**Stated exercise A**. Translate this sentence from the excerpt on voice requests into Spanish: "Volume is sometimes an indication of the closest device."

**Excerpt**.
---*---
Other approaches to detecting and measuring noise are possible using models such as neural networks trained on audio samples of different noise types. Such models can also be applied for the purpose of noise reduction or removal from speech audio to assist the accuracy of processing voice requests.
In one embodiment, MDP 440 determines that a voice request associated with a substantive response having the least background noise value is non-duplicate. In some embodiments, backend 450 determines the amount of background noise that the digitized spoken utterance of the user 316 has and includes this information in the substantive response sent to AP 430. Such background noise may lead to incorrect speech recognition of the voice request. Thus, a voice request with the lowest background noise will be chosen as non-duplicate in some embodiments. It should be noted that audio quality is not always indicative of closeness depending on the diversity of the group of devices. For example, Some embodiments also require the voice requests to have a same group ID and/or be received within a predetermined time window for at least one to be a duplicate.
Volume Level of Voice Request
In one embodiment, MDP 440 determines that a voice request having the highest volume value is non-duplicate. In some embodiments, backend 450 determines a volume of the digitized spoken utterance of the user 316 and includes this information in the substantive response sent to AP 430. In some embodiments, devices determine a volume level and include that information with their voice requests. This is generally most practical if devices are homogenous since different types of devices have different microphones with different sensitivities that would make comparison of volumes meaningless. Volume is sometimes an indication of the closest device. Thus, a voice request with the highest volume value will be chosen as non-duplicate in some embodiments. Some embodiments also require the voice requests to have a same group ID and/or be received within a predetermined time window for at least one to be a duplicate.
One way to measure volume is to find the highest sample value or sample with the highest magnitude in the voice request. This approach is ineffective if there is a large transient noise, such as a closing door, during a voice request since if the noise source is closer to the device that is further from the user. Another way to measure volume is to compute the average magnitude or square of the root-mean-square (RMS) of the values of samples in the voice query. The RMS approach is ineffective if a device has its microphone near a source of constant noise such as an electric motor or fan. A combined approach is possible or other approaches such as filtering the microphone signal for just voice frequencies or measuring at multiple peaks spaced significantly far apart in time or measuring magnitude above a long-term noise floor.
---*---
Labeling and segmentation rows
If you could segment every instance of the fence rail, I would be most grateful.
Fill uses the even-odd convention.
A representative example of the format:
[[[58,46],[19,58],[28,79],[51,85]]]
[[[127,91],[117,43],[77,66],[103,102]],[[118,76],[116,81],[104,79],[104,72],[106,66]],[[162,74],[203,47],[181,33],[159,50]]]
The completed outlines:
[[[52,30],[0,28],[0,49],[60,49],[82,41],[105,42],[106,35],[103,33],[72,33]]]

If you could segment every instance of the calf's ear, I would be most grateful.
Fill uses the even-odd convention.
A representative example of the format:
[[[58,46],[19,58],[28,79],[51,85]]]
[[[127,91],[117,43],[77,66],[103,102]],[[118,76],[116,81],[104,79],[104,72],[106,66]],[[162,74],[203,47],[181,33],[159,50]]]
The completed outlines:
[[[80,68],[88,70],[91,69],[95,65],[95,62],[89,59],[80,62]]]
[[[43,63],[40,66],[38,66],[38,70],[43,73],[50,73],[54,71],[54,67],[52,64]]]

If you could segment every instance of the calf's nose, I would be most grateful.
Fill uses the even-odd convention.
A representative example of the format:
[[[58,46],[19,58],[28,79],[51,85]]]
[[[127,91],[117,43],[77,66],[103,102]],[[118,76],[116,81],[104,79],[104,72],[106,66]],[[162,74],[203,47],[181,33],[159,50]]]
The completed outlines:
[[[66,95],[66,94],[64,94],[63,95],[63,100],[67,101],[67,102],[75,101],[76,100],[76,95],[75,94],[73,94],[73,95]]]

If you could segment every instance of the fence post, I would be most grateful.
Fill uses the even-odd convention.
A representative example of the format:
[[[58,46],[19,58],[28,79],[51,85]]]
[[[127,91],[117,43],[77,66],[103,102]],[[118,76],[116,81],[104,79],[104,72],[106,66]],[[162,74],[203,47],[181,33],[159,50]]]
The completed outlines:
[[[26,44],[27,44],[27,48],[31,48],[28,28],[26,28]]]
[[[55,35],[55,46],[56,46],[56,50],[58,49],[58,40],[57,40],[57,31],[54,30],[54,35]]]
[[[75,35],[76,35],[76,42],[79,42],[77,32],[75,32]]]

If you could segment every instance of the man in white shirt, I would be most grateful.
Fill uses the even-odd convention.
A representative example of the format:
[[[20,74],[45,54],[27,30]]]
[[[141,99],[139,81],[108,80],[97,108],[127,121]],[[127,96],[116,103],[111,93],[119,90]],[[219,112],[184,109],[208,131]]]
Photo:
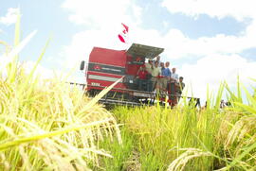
---*---
**Stated exercise B**. In the rows, starting at the line that contains "If you could segment every instance of the man" and ending at the end of the rows, swap "even-odd" for "nonzero winding". Write those lines out again with nothing else changed, and leave the picture out.

**Full solution A**. El volumen es a veces un indicio del dispositivo más cercano.

**Full solution B**.
If you could segment every instance of the man in white shirt, I would be most grateful.
Fill uses the nonzero winding convention.
A representative example of the format:
[[[20,74],[45,54],[27,30]]]
[[[141,99],[139,81],[108,80],[97,108],[127,121]],[[127,96],[116,103],[111,93],[119,90]],[[219,112],[184,109],[208,131]]]
Photo:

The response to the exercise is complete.